*WORK INSTRUCTION*
A faithful transcription of all the records is required.

*DATA RECORDS*
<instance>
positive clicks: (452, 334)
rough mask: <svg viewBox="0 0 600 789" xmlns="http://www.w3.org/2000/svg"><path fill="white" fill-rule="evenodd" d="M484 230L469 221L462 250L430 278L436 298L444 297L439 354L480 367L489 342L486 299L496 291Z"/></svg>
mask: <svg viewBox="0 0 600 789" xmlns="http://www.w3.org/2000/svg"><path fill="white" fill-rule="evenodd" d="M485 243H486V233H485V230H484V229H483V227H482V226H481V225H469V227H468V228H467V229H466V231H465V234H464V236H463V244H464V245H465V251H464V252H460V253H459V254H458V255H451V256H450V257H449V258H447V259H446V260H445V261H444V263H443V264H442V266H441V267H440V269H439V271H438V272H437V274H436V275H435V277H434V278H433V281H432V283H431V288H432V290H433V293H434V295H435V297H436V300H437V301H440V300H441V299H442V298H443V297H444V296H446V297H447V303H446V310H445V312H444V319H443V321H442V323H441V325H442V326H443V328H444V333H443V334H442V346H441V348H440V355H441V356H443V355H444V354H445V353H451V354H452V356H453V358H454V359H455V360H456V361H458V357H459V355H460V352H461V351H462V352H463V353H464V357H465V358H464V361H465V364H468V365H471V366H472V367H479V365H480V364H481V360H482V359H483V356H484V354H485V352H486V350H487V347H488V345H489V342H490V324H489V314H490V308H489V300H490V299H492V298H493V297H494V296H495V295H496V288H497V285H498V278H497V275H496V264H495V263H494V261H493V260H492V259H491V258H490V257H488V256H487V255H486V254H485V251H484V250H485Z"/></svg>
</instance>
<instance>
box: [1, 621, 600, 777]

*SOLUTION*
<instance>
positive clicks: (452, 334)
rough mask: <svg viewBox="0 0 600 789" xmlns="http://www.w3.org/2000/svg"><path fill="white" fill-rule="evenodd" d="M484 230L469 221L462 250L430 278L436 298L444 297L439 354L480 367L489 342L486 299L496 291Z"/></svg>
mask: <svg viewBox="0 0 600 789" xmlns="http://www.w3.org/2000/svg"><path fill="white" fill-rule="evenodd" d="M485 243H486V233H485V230H484V229H483V227H482V226H481V225H469V227H468V228H467V229H466V231H465V234H464V236H463V244H464V245H465V251H464V252H460V253H459V254H458V255H451V256H450V257H449V258H447V259H446V260H445V261H444V263H443V264H442V266H441V267H440V269H439V271H438V272H437V274H436V275H435V277H434V278H433V281H432V283H431V288H432V290H433V293H434V295H435V297H436V300H437V301H440V300H441V299H442V298H443V297H444V296H446V297H447V303H446V310H445V312H444V319H443V321H442V323H441V325H442V326H443V328H444V333H443V334H442V346H441V348H440V355H441V356H443V355H444V354H445V353H451V354H452V356H453V358H454V359H455V360H456V361H458V357H459V355H460V352H461V351H462V352H463V353H464V357H465V358H464V361H465V364H468V365H471V366H472V367H479V365H480V364H481V360H482V359H483V356H484V354H485V352H486V350H487V347H488V345H489V342H490V324H489V314H490V308H489V300H490V299H492V298H493V297H494V296H495V295H496V288H497V285H498V278H497V275H496V264H495V263H494V261H493V260H492V259H491V258H490V257H488V256H487V255H486V254H485V251H484V250H485Z"/></svg>
</instance>
<instance>
box: [1, 621, 600, 777]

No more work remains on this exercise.